╭─ Text shown

Teaching youth the art of stillness

Teaching youth the art of stillness Mindful warrior programme
Mags Gargan visits the Sanctuary meditation and mindfulness centre, to learn about a programme helping struggling teens to find peace

“I’m bored.” Two words any parent dreads, whether your offspring is a young child or a teenager. However, according to Caitriona McColgan, young people need to sit in their own boredom for the world to become quiet enough so  that they can hear themselves in our over-stimulated society.

“The inability to sit with boredom I think is a huge thing for all of us, but for young people in particular,” Caitriona says. “They want instant gratification – that is the world they have been brought up in.”

“It is almost cliché now to talk about how stressful and fast paced it is,” agrees Bro. Richard Hendrick OFM Cap. “Particularly for young people who are being bombarded with this message that you must always be online and outward facing. I think all of us, young people and adults, can benefit from developing the reflective capacity within us and the prayer capacity within us – the capacity to reach the inner and the divine.

Contemplative

Caitriona and Bro. Richard are both course facilitators for the Mindful Warrior programme offered by the Sanctuary meditation and mindfulness centre in the heart of Dublin city. Founded by Sr Stan Kennedy to provide a reflective, contemplative place for people in the midst of our frantic busy world, the Sanctuary is the perfect setting for being still.

You feel the calm and welcoming atmosphere as soon as you walk in off Stanhope Street into the bright, colourful rooms looking into a circular garden, where people can attend a full day, evening or weekend course, or join the staff and Sanctuary dogs – Coco and Lynn – for a drop-in meditation in the Sacred Space every Monday and Wednesday.

“It is a tiny place but it is mighty in terms of what it does,” says Caitriona, who is programme manager here.

Since 1998, the Sanctuary has been developing a range of courses and workshops in the area of mindfulness and meditation, yoga and movement, creativity and well-being, with workshops from both a secular and spiritual perspective. In particular, it has developed a range of programmes working with young people and those who are at a vulnerable stage in their lives.

╰─
╭─ Records provided

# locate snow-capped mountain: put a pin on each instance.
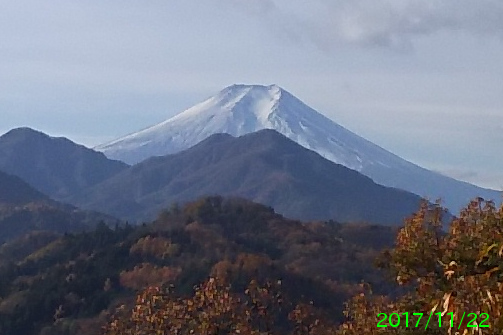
(242, 109)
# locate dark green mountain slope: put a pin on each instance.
(55, 166)
(23, 210)
(265, 167)
(68, 286)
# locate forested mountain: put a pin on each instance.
(70, 284)
(53, 165)
(265, 167)
(243, 109)
(24, 209)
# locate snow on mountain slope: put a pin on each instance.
(242, 109)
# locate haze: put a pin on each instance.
(422, 79)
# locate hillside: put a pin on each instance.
(23, 210)
(53, 165)
(242, 109)
(78, 279)
(265, 167)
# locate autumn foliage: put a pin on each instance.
(458, 271)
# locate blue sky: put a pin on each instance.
(423, 79)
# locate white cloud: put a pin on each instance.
(389, 23)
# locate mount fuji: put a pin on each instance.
(242, 109)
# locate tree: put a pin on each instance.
(453, 273)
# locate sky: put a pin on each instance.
(423, 79)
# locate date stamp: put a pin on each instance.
(394, 320)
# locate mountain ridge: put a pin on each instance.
(242, 109)
(263, 166)
(56, 166)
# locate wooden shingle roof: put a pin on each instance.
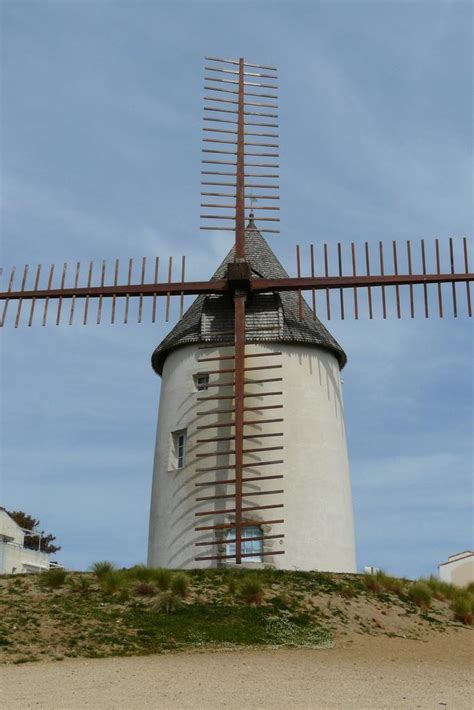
(209, 316)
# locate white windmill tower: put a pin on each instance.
(251, 462)
(309, 505)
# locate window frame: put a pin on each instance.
(203, 386)
(254, 548)
(179, 440)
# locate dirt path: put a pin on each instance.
(365, 673)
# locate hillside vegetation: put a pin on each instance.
(141, 611)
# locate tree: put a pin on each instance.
(27, 522)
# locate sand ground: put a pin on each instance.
(366, 672)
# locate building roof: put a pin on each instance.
(209, 318)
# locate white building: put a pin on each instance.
(459, 569)
(314, 494)
(15, 558)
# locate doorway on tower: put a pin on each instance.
(252, 548)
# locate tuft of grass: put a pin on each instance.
(162, 577)
(80, 584)
(441, 590)
(232, 584)
(167, 602)
(111, 581)
(123, 595)
(390, 584)
(180, 585)
(102, 568)
(347, 591)
(143, 589)
(420, 594)
(251, 590)
(462, 607)
(53, 578)
(142, 573)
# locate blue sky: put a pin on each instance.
(100, 123)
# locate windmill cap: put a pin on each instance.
(210, 316)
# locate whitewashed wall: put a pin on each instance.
(317, 510)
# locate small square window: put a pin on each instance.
(201, 382)
(179, 448)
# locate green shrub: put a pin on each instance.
(111, 581)
(462, 607)
(162, 578)
(142, 573)
(143, 589)
(420, 594)
(53, 578)
(102, 568)
(180, 585)
(251, 590)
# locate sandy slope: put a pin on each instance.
(367, 672)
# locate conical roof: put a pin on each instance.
(209, 318)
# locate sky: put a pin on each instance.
(101, 116)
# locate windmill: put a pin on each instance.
(242, 367)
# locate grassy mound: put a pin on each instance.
(140, 610)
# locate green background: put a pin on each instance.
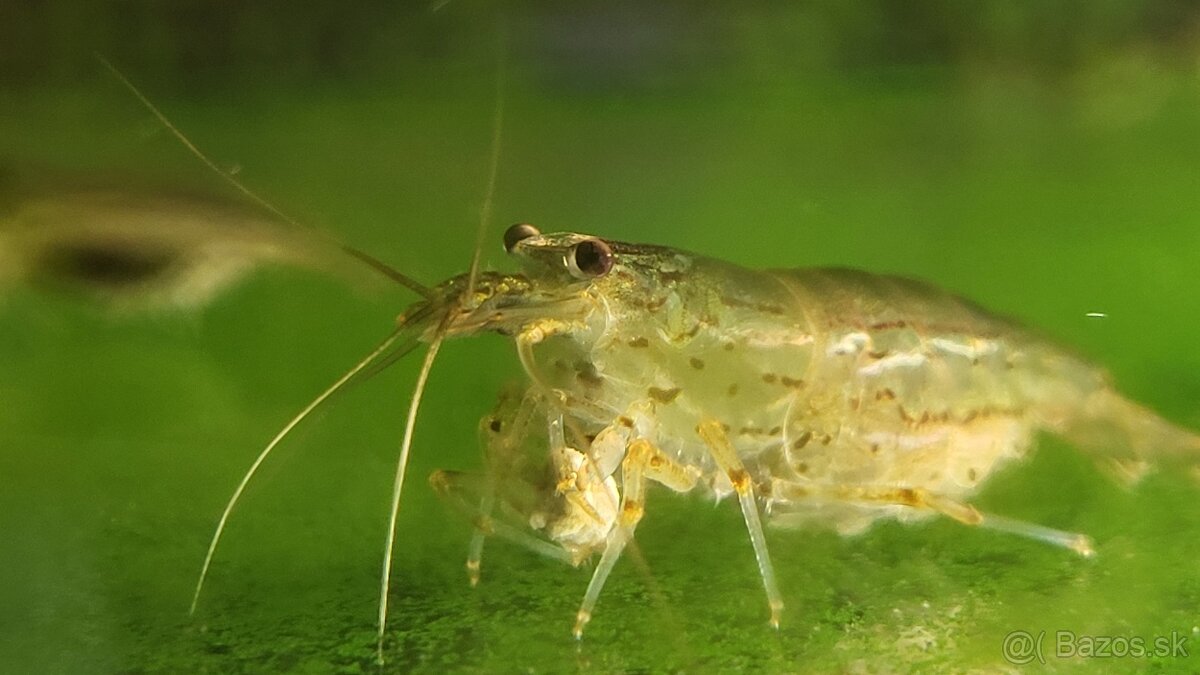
(1042, 161)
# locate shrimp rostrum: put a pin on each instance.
(823, 396)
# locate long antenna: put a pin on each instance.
(485, 216)
(262, 457)
(378, 266)
(401, 470)
(485, 210)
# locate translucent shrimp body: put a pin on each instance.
(827, 396)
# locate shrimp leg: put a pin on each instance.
(642, 460)
(916, 497)
(726, 458)
(456, 488)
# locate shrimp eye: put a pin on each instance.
(516, 233)
(589, 258)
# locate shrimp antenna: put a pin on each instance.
(283, 432)
(485, 210)
(401, 470)
(485, 215)
(372, 262)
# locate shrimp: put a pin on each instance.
(810, 396)
(826, 396)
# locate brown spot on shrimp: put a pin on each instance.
(791, 382)
(664, 395)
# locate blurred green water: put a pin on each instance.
(1043, 196)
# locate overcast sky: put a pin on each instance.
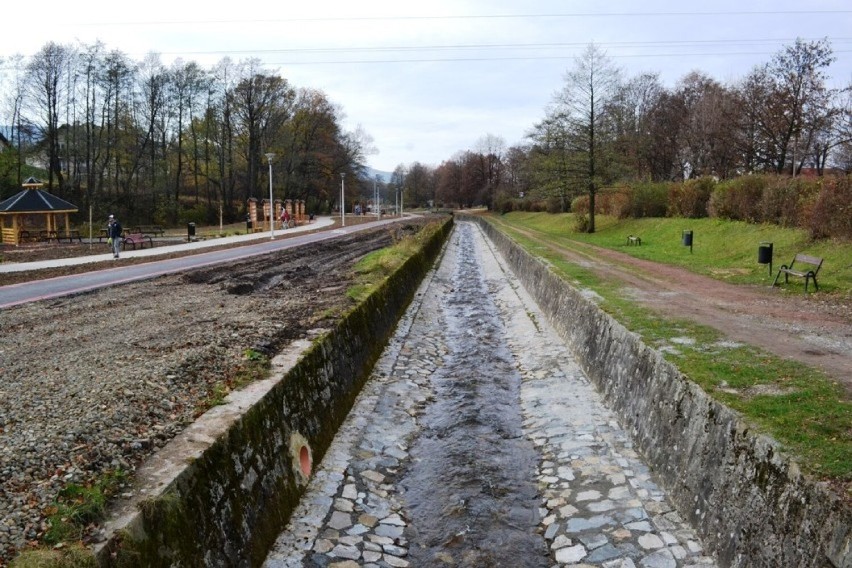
(429, 79)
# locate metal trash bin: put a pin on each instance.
(764, 255)
(686, 237)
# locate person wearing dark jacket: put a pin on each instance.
(114, 231)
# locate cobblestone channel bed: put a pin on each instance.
(595, 503)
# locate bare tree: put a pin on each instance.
(581, 106)
(47, 87)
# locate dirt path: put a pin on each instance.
(811, 329)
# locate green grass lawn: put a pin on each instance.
(726, 250)
(803, 409)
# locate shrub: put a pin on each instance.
(738, 199)
(830, 214)
(784, 200)
(690, 198)
(580, 205)
(554, 205)
(649, 200)
(614, 202)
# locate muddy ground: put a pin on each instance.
(99, 381)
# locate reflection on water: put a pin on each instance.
(469, 488)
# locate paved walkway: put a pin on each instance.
(161, 249)
(595, 502)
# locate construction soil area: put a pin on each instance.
(100, 381)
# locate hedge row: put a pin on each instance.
(820, 205)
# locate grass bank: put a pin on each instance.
(725, 250)
(802, 408)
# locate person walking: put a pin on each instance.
(114, 231)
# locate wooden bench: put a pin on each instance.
(70, 236)
(795, 269)
(156, 230)
(137, 239)
(46, 236)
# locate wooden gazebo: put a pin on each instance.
(35, 213)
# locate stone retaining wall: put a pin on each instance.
(751, 504)
(220, 493)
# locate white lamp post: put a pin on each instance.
(269, 157)
(342, 200)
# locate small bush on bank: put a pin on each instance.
(738, 199)
(690, 198)
(830, 215)
(649, 200)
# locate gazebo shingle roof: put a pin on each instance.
(35, 201)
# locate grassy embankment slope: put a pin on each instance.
(804, 410)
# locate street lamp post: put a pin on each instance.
(269, 157)
(342, 200)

╰─

Required actions:
1 > Which people are named in the article about the Sanctuary meditation and mindfulness centre?
2 > Could you write the next part of the article about the Sanctuary's Mindful Warrior programme, carrying on after its last paragraph?

Responses to the tasks:
1 > Mags Gargan, Caitriona McColgan, Bro. Richard Hendrick, and Sr Stan Kennedy.

2 >
The Mindful Warrior programme was first developed 10 years ago by Bro. Richard and Niamh Bruce, who were both youth facilitators at the Sanctuary. “We had been working with schools in terms of bringing meditation, reflection and stillness practices to the classrooms,” Bro. Richard says. “While we were working with mainstream education we kept getting requests from schools working with students who were right on the edge of the school system. Those who were finding the journey to life integration or social integration difficult, who were in danger of leaving school, who had discipline problems, behaviour problems, family problems, etc.

“So the programme basically came out of that request for developing a spiritual, holistic programme that would enable young people to develop the reflective capacity necessary to make whole and positive choices in their own life.”

The 10-week programme is built around an initiation framework linked to adolescent psychological development that includes: ways to experience moments of reflective stillness; traditional wisdom embodied in the ‘gentle warrior’ figure; mindfulness and movement practices; use of creative imagination; insights from psychology of adolescent development.

Maturity

It is particularly suited to young people from sixth class to second year, who are finding the journey to maturity and social integration challenging, as it helps with emotional self-regulation, resilience, choice-making, and growth in self-esteem and positive body image.

“The aim was to bring young people who were finding the road to maturity difficult, through a process where they had a mindful and meditative experience, and within that just one moment of stillness. To give them the capacity to move from disconnection to connection – within themselves and with each other and with their community and environment,” Caitriona says.

“This is about young people discovering within themselves that they have a capacity and tools for reflection, process and growth, and that they can knock on that door. We call it the inner sanctuary and it is one of the practices that we use throughout the training. We take them to this inner sanctuary and they know when they leave they have that fierce inner resilience and they can call on that. That it is a resource that they have in themselves. It is a beautiful thing when a young person realises that they can within themselves find a place of peace and stillness – it is like a eureka moment for them.”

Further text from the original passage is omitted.